A run of records:
···

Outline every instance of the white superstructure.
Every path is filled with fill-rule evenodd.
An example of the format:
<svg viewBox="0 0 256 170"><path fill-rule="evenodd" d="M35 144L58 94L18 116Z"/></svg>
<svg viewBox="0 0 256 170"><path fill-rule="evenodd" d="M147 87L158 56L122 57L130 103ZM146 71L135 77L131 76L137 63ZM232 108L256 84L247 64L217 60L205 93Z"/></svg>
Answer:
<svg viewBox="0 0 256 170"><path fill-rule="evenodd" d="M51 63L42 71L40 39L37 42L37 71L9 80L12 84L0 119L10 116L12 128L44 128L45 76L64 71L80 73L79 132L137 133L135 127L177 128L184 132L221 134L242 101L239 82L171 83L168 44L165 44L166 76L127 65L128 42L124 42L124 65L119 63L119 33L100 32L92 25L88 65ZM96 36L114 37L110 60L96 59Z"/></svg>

···

◆ WRITTEN INSTRUCTION ◆
Write out all of the records above, unchanged.

◆ TASK OUTPUT ◆
Outline every instance of the white superstructure.
Every path is filled with fill-rule evenodd.
An example of the format:
<svg viewBox="0 0 256 170"><path fill-rule="evenodd" d="M35 144L58 94L18 116Z"/></svg>
<svg viewBox="0 0 256 170"><path fill-rule="evenodd" d="M147 87L158 56L122 57L130 103ZM146 71L135 77L131 76L137 63ZM232 108L256 84L247 64L217 60L205 93Z"/></svg>
Answer:
<svg viewBox="0 0 256 170"><path fill-rule="evenodd" d="M51 63L42 71L40 39L37 42L37 71L9 80L12 84L0 119L10 116L12 128L44 128L45 76L64 71L80 73L79 132L137 133L135 127L177 128L184 132L221 134L242 101L239 82L171 83L168 44L165 44L166 76L127 65L128 42L124 42L124 65L119 63L119 33L100 32L92 25L88 65ZM96 36L114 37L110 60L96 59Z"/></svg>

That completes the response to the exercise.